**Your task**
Print word for word the records from the line containing "the tan stone" through the end.
** Task data follows **
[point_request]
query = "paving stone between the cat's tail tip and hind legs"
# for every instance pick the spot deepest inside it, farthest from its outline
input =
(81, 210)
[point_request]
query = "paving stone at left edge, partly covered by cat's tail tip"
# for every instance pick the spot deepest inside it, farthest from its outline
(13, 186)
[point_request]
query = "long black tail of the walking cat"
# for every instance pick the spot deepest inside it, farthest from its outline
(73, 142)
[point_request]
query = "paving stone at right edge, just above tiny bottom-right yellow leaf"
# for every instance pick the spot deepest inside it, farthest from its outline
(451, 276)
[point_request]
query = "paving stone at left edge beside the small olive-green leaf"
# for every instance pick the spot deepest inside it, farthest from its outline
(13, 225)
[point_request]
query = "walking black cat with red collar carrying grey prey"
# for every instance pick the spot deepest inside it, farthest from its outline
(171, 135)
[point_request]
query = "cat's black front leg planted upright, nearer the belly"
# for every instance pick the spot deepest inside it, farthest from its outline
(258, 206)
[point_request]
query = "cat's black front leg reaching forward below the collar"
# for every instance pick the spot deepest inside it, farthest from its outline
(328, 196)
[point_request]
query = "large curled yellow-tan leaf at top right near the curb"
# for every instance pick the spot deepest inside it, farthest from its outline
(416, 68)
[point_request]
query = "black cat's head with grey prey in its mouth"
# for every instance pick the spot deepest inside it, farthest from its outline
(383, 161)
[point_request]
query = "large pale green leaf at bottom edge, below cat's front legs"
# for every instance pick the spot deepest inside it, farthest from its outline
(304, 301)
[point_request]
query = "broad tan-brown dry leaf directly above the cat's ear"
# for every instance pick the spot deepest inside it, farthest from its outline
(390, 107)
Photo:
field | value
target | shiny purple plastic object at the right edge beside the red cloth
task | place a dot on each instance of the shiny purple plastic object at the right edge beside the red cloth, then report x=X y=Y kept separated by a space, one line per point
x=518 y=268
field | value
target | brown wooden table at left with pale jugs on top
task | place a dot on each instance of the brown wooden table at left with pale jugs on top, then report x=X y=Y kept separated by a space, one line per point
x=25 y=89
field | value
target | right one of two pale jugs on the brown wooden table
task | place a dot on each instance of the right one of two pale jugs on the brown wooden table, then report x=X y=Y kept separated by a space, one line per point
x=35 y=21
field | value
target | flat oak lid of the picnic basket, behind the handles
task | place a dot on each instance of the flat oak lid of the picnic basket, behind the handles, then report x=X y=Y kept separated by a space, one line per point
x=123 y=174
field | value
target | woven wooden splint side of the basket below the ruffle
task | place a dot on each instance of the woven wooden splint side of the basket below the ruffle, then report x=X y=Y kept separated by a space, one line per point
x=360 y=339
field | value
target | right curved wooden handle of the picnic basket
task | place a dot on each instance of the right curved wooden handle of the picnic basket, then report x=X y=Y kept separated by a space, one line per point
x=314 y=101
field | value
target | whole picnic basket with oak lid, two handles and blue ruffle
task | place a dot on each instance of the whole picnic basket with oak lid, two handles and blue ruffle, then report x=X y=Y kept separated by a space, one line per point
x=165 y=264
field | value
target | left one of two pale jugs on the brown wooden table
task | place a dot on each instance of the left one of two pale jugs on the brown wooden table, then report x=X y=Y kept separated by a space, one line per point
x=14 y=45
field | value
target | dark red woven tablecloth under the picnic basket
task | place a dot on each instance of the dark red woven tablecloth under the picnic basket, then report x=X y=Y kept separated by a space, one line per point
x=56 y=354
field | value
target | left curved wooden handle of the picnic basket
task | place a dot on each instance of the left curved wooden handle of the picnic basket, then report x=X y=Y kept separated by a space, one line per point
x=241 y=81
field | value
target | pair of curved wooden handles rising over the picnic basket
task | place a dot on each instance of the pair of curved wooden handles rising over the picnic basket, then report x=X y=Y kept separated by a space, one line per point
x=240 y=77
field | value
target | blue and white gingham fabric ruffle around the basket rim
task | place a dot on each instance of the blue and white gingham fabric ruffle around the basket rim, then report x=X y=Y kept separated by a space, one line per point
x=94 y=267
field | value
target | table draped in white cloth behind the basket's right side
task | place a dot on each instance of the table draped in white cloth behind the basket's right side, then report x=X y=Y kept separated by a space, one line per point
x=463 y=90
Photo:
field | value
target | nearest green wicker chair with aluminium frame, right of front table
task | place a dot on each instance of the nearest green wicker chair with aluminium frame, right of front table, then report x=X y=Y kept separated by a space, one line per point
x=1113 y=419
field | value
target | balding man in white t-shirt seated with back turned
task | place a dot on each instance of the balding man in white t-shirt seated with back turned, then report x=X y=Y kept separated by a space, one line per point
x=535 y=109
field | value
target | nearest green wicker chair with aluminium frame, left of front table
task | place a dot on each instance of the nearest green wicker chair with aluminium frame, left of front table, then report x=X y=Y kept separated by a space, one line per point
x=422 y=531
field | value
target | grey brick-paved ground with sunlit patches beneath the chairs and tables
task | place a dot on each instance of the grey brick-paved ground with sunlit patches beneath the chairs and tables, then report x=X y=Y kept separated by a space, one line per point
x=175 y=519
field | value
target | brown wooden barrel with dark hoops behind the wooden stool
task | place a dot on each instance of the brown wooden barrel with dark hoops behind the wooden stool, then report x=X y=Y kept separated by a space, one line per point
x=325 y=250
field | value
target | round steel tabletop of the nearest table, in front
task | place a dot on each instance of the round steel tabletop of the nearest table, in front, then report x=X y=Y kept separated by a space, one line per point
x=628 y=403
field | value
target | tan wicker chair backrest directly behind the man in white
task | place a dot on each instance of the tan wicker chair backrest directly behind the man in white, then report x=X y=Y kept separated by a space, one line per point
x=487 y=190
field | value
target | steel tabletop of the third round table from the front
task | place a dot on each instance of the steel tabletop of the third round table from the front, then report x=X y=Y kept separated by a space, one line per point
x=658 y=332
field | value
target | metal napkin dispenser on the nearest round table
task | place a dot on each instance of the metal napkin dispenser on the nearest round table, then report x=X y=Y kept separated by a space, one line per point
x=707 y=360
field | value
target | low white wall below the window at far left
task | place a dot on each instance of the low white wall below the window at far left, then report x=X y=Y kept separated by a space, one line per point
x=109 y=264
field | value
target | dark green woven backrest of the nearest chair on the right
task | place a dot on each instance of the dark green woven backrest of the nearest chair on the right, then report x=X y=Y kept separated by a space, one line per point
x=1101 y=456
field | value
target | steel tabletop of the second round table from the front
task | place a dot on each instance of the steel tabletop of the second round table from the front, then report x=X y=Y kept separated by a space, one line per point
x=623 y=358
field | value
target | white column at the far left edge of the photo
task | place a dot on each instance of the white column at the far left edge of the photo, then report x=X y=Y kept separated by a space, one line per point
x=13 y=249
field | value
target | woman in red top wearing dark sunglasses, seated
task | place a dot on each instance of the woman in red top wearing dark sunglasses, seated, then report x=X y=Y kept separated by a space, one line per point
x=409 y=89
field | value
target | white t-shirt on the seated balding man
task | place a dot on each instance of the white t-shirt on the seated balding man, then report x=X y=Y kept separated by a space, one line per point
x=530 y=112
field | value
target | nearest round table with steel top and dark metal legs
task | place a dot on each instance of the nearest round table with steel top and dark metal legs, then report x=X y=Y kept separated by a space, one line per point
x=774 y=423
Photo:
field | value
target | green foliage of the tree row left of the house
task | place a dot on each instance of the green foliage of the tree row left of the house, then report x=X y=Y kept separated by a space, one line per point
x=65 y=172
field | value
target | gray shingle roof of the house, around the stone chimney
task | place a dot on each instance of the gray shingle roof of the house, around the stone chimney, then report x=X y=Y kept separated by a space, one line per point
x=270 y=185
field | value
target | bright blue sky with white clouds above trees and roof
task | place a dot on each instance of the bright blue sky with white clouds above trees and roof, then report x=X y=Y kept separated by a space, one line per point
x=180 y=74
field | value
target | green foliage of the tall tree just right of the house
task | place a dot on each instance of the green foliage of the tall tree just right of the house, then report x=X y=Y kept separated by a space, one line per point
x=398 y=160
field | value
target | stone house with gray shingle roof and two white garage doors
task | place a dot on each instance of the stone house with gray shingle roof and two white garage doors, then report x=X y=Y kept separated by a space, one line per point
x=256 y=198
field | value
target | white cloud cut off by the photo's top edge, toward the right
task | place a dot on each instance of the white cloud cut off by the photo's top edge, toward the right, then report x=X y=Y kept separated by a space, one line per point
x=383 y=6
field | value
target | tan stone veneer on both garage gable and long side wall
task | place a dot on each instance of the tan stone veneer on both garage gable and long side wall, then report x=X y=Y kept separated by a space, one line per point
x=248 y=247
** End of Task data **
**Answer to this problem**
task | place a dot on each instance of the tan stone veneer on both garage gable and long side wall, then report x=X y=Y kept separated by a space, one line per point
x=248 y=247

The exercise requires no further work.